§ **What you are asked to do**
State how many lines of the items below contain the string "water", with case counting, and give only the number.

§ **Entries provided**
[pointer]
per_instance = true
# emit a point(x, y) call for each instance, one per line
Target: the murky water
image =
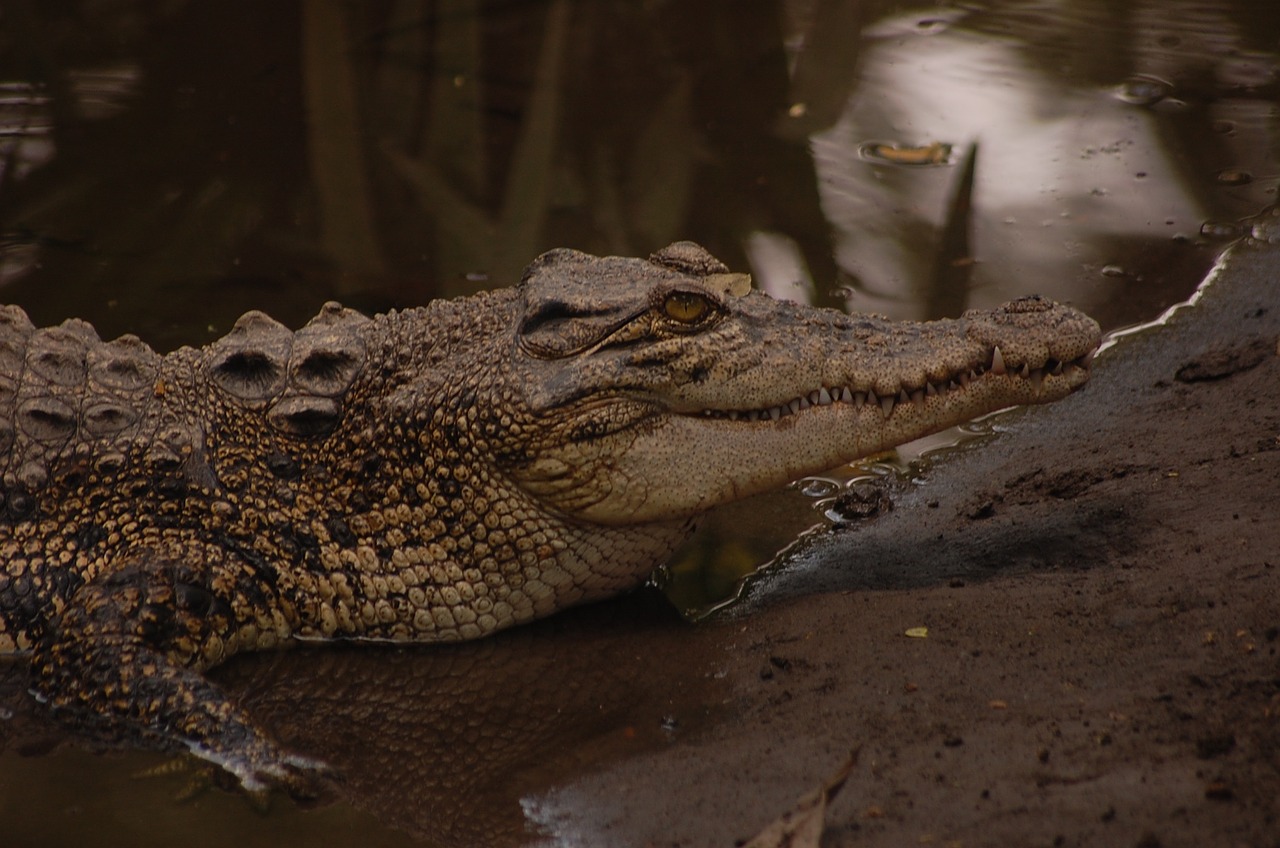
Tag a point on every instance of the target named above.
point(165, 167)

* * *

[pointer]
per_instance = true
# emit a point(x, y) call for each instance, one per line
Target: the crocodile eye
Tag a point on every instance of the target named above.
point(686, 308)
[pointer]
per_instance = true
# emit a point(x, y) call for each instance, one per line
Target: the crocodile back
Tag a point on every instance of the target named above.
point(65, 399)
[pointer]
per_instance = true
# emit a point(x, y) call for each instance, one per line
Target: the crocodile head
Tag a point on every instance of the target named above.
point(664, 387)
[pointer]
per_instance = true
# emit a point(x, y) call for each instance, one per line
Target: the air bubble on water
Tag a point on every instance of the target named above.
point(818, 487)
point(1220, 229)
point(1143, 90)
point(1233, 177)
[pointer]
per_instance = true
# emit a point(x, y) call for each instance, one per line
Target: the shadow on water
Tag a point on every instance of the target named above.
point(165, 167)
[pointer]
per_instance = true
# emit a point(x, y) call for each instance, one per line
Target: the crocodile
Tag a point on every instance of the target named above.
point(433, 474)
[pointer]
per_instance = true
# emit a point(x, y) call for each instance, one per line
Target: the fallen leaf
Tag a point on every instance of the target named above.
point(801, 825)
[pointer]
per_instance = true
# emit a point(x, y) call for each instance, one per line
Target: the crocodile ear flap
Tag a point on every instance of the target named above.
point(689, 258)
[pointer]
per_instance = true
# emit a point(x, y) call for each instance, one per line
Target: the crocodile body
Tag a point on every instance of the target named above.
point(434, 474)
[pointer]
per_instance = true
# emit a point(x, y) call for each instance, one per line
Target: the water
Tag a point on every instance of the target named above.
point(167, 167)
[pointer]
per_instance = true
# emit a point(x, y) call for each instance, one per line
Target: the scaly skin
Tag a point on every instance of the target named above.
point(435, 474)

§ **The answer**
4